=== PROBLEM REQUIREMENTS ===
Revise the rows below by replacing every occurrence of "instance" with "occurrence", leaving all other text unchanged.

# # # # #

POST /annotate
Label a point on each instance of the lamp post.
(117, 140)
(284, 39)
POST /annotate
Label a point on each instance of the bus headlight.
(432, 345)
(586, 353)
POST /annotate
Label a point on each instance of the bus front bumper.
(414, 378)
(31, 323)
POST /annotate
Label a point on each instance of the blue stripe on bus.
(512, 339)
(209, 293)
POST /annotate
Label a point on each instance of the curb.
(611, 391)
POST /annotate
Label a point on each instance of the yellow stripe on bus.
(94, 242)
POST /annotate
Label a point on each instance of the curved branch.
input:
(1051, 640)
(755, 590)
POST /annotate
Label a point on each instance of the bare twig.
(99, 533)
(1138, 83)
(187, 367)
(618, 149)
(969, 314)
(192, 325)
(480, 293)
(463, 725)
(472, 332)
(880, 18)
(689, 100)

# # # # #

=== TASK OUTPUT ===
POST /annotate
Label a point on each occurrence of the lamp post.
(117, 140)
(284, 39)
POST /annotate
Label a point on each occurrence of the bus headlight.
(432, 345)
(586, 353)
POST /annotate
Label a point on each occurrence of the bus front bumper.
(414, 378)
(31, 323)
POST /annotate
Label a point on each occurrence of the blue stripe on bus.
(512, 339)
(209, 293)
POST /annotate
Label a point on each occurrence of the curb.
(611, 391)
POST /annotate
Label a point on each occurrence of the yellow stripe on bus.
(94, 242)
POST /annotate
Label a point on each occurrence of the curved branch.
input:
(1051, 640)
(755, 590)
POST /annotate
Label a point on each occurrence of the bare twig.
(99, 533)
(1138, 83)
(187, 367)
(618, 149)
(969, 314)
(192, 325)
(480, 293)
(463, 725)
(472, 332)
(880, 18)
(689, 100)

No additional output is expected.